## GOAL OF THE EXERCISE:
Could you set down exactly the lines in the records below between the line holding "Where can the rocky" and the line holding "Where can the rock be", inclusive?

------ DATASET RECORDS ------

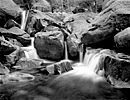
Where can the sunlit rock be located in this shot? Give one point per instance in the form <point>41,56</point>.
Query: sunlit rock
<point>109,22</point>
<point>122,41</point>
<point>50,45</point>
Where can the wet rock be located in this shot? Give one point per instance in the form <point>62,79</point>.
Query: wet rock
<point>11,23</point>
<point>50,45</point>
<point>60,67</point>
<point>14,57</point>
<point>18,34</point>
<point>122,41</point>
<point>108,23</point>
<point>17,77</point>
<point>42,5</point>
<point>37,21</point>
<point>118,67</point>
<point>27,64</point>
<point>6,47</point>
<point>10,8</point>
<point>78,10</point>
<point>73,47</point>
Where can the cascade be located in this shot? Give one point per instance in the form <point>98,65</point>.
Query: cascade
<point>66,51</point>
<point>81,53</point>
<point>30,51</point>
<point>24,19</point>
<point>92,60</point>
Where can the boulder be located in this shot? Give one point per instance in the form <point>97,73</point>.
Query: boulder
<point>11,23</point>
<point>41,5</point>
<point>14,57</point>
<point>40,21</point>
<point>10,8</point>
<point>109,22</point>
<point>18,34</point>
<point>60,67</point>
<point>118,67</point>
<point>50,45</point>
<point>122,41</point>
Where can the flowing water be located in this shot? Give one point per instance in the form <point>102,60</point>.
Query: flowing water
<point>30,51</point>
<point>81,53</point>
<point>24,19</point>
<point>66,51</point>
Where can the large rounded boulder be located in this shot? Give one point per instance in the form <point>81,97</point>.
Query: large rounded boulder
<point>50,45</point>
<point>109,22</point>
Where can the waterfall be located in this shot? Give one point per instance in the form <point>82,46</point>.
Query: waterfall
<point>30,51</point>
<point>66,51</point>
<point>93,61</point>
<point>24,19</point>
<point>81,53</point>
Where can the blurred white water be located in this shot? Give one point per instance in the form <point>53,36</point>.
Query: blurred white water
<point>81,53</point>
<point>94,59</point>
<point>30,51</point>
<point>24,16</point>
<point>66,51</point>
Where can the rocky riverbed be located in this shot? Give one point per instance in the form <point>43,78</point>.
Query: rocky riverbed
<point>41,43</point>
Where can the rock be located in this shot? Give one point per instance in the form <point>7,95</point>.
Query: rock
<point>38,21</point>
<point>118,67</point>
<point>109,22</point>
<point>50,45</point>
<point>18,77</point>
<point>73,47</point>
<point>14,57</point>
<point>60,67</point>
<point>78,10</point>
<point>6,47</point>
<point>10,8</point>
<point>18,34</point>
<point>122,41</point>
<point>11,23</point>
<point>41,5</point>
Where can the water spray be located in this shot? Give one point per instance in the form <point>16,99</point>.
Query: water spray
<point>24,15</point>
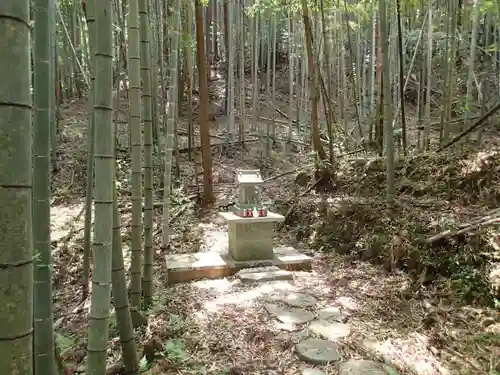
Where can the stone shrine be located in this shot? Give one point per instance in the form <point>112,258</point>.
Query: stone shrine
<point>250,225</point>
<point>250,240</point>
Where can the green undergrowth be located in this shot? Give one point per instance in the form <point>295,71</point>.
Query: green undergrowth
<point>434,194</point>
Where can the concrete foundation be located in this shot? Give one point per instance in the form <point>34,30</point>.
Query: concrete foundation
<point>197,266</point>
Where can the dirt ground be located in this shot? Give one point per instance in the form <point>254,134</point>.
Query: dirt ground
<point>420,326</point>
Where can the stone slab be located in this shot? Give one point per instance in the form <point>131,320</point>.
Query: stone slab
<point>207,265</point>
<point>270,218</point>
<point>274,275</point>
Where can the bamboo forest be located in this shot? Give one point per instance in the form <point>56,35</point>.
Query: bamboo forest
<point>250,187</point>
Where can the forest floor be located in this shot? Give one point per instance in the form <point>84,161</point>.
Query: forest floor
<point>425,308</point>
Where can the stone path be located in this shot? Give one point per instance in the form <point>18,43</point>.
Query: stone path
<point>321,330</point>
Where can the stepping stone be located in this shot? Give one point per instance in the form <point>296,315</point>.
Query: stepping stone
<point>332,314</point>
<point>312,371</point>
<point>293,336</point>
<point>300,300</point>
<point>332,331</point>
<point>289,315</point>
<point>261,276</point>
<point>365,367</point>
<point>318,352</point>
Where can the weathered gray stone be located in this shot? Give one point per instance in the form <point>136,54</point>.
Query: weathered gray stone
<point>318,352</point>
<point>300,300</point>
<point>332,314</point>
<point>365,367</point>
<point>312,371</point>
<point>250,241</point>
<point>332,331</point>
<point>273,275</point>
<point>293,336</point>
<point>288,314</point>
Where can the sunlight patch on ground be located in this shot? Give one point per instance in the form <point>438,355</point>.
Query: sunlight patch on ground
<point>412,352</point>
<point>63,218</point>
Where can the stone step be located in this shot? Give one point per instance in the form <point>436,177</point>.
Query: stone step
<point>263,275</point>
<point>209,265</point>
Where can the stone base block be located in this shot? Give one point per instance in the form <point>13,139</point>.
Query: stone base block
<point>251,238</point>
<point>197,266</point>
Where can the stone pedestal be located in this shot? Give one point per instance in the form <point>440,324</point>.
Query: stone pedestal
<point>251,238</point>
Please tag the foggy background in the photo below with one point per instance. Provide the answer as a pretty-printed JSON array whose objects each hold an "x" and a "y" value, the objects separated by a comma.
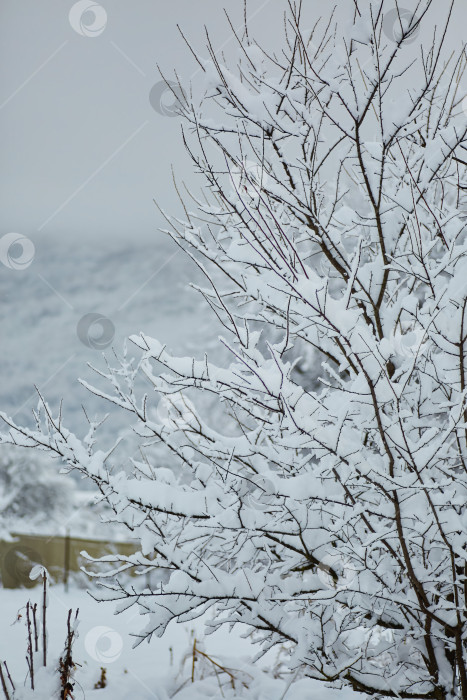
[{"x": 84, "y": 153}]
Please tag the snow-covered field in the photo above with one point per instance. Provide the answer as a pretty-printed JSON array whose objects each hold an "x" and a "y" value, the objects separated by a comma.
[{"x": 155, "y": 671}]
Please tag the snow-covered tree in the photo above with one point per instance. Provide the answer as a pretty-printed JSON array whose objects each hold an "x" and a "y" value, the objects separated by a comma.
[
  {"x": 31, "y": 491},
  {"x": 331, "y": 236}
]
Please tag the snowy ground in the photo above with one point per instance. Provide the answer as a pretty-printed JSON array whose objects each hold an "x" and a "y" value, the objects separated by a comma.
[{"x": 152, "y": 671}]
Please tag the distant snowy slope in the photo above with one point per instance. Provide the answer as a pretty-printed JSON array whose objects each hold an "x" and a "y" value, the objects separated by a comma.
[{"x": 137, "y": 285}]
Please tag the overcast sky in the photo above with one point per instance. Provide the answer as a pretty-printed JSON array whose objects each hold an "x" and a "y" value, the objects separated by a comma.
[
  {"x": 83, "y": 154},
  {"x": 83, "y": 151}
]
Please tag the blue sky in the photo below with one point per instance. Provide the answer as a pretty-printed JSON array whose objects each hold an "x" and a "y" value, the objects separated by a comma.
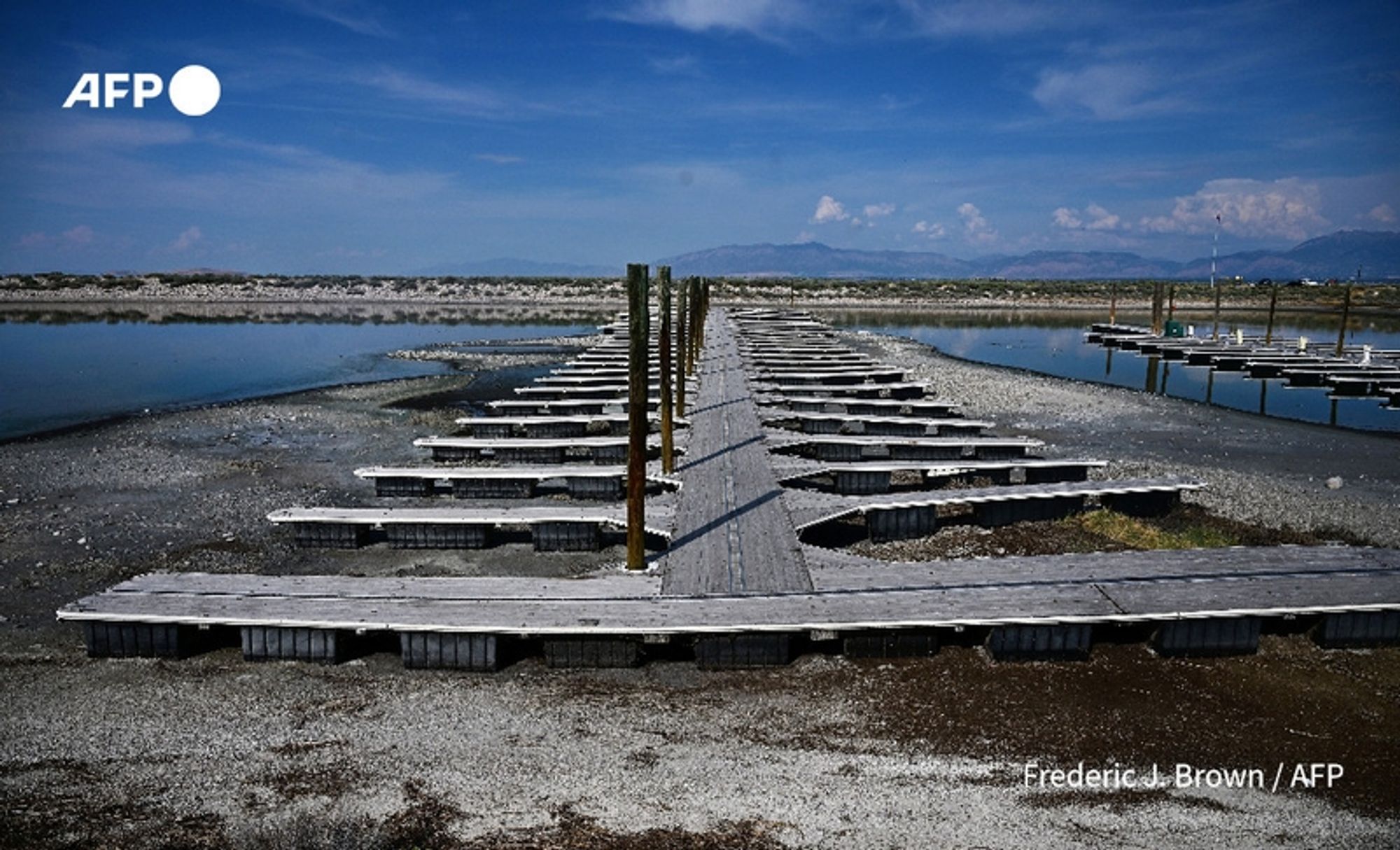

------

## ANSWER BOX:
Where can the rocky riverbed be located in this shot? Give one point per instance in the form <point>43,78</point>.
Query: rocky riverbed
<point>41,43</point>
Where can the rock be located in this shot? Give one point per instance in the form <point>7,95</point>.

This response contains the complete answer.